'''

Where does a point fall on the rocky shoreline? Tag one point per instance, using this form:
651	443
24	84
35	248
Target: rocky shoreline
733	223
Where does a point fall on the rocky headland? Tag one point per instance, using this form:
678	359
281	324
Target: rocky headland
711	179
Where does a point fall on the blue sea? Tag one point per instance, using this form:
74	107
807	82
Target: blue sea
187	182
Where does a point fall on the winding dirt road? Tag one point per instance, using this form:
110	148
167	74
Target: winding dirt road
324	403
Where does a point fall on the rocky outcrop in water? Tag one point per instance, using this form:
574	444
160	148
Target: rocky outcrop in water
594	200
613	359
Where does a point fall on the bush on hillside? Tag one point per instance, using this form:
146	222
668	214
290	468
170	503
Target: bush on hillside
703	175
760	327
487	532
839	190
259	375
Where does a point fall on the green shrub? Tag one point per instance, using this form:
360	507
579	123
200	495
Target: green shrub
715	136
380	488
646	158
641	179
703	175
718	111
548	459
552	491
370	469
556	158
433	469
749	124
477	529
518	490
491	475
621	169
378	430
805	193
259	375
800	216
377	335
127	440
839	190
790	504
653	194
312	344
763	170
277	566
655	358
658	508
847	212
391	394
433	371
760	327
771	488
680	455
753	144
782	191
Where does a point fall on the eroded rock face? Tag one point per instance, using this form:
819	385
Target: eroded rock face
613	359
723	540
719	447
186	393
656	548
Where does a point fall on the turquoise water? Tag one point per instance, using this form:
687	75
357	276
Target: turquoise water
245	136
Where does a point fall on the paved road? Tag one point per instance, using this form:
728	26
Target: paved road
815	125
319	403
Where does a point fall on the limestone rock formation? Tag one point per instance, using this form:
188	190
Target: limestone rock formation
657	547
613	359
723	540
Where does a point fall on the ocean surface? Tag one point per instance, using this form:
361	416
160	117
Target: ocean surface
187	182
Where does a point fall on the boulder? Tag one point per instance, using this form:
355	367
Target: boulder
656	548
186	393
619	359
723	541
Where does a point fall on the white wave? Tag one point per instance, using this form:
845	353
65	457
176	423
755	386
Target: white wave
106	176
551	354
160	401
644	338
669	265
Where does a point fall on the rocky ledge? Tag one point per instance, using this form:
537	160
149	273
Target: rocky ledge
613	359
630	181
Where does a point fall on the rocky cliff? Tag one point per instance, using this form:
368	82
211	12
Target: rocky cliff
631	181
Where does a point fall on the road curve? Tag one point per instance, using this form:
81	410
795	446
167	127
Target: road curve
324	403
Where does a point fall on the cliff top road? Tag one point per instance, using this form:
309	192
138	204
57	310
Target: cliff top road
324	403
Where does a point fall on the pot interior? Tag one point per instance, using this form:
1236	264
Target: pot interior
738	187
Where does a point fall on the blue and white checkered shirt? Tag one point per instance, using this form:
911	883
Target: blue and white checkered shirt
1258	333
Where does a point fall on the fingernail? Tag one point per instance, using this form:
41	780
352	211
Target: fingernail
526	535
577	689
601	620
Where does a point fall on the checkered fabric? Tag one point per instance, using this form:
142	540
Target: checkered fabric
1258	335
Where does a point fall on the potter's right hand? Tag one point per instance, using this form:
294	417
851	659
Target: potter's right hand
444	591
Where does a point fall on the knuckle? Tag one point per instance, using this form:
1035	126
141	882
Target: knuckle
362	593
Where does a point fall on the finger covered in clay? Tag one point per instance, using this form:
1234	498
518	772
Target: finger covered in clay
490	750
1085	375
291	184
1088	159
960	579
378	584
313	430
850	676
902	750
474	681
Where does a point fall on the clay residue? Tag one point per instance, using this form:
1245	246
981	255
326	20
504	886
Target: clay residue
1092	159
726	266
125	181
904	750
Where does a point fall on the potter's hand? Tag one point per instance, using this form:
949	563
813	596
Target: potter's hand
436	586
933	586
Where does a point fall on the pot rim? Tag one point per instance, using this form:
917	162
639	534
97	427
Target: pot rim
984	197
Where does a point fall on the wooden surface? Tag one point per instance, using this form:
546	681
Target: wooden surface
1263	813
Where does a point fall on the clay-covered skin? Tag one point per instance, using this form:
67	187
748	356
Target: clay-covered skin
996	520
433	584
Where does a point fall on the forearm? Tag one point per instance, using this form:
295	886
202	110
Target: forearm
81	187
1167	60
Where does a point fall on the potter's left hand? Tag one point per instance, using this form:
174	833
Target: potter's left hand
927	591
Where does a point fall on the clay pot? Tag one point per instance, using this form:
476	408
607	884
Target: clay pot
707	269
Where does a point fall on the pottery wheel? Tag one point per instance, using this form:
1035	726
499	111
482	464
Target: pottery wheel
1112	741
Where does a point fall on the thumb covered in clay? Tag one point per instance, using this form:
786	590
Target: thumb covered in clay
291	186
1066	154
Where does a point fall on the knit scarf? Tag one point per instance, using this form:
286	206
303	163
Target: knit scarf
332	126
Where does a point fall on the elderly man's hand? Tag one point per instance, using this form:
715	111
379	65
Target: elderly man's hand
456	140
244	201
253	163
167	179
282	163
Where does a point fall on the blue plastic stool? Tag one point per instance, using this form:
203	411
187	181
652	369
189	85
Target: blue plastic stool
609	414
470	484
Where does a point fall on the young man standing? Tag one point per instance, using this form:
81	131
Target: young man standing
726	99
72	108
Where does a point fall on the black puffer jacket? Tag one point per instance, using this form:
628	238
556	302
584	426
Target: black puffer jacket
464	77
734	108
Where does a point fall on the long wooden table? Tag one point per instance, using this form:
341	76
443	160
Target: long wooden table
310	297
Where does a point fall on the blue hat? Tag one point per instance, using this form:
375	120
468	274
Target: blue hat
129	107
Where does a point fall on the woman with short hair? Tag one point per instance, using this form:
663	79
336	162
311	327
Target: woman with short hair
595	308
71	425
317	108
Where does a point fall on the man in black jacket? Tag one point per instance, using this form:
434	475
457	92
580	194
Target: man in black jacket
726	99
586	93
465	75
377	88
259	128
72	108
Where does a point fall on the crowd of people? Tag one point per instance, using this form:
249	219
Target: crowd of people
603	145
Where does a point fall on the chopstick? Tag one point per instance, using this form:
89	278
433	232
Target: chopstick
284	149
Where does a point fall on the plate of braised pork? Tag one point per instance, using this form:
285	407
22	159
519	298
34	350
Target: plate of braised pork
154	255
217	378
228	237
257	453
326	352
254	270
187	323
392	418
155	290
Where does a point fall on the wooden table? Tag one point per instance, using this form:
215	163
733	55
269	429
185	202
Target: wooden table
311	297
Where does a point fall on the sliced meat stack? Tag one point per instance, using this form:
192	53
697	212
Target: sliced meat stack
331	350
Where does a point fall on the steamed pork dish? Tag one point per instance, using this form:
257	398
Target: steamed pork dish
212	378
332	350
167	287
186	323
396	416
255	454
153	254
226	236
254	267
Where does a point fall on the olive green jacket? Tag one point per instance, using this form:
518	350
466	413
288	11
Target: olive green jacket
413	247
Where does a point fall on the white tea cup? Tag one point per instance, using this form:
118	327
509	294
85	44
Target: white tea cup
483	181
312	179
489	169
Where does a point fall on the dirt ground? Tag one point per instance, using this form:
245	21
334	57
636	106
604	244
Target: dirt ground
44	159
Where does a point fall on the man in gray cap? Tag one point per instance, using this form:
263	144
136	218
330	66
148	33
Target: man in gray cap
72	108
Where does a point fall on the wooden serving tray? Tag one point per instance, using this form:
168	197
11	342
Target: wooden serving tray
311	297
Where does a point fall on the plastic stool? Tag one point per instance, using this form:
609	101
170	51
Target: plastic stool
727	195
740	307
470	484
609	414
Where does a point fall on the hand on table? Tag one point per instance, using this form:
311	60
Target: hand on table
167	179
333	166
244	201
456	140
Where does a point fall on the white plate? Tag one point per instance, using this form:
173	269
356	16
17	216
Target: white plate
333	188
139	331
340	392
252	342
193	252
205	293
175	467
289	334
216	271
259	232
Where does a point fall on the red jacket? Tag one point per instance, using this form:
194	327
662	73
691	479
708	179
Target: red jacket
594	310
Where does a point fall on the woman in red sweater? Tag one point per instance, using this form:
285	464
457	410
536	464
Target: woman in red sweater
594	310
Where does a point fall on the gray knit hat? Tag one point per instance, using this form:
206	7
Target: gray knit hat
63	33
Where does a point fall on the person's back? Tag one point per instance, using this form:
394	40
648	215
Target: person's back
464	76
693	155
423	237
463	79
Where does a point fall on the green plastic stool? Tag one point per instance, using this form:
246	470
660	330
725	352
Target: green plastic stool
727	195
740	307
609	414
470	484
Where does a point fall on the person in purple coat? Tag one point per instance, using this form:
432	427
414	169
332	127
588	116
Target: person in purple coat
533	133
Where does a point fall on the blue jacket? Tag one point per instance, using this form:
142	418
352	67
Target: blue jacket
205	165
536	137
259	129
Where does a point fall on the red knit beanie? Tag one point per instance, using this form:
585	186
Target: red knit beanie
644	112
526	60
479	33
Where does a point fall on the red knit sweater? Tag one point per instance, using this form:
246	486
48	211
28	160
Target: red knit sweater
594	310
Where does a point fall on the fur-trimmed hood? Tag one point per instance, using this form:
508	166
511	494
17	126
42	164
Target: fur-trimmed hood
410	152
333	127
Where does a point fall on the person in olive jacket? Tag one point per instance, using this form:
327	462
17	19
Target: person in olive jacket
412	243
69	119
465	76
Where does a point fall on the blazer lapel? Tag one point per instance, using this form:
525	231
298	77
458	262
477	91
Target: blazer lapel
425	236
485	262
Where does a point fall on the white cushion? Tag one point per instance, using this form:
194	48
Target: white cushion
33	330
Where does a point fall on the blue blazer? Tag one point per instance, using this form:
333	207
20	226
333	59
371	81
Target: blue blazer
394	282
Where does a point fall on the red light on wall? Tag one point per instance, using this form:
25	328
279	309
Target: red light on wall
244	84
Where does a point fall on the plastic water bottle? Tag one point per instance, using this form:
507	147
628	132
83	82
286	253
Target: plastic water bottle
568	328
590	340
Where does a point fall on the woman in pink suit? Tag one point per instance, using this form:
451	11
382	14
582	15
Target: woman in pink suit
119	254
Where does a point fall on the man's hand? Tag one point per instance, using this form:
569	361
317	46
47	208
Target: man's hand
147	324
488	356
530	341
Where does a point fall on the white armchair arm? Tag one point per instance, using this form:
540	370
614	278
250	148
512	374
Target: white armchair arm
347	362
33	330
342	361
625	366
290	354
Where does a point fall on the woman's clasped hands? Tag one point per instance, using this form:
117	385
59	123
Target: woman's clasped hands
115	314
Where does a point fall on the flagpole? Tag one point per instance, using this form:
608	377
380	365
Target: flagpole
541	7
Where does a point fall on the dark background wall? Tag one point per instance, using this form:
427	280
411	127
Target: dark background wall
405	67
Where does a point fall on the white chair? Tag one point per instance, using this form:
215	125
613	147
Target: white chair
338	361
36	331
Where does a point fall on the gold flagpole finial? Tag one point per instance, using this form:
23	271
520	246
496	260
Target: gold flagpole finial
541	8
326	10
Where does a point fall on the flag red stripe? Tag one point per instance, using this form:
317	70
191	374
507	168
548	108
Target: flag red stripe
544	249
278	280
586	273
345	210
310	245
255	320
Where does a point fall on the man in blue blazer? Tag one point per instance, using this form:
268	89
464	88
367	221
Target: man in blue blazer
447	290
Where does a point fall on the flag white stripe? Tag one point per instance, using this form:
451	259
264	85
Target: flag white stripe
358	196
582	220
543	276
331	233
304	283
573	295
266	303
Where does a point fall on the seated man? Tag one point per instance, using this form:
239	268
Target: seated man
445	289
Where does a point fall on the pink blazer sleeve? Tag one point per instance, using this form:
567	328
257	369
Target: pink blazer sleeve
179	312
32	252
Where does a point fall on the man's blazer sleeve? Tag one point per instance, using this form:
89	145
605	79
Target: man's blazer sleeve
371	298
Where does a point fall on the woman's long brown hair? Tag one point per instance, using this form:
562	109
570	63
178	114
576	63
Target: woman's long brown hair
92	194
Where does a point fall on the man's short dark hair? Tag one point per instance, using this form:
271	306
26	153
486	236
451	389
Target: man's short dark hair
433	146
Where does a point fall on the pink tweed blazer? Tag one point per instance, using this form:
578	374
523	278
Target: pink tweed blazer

'''

ASSIGNMENT:
Each line of the records with the word "tweed" in it is to be copied.

WRITTEN ANSWER:
Where does a point fall on the pink tweed blazer? Tag one point per instance, using this form:
Target: pink tweed blazer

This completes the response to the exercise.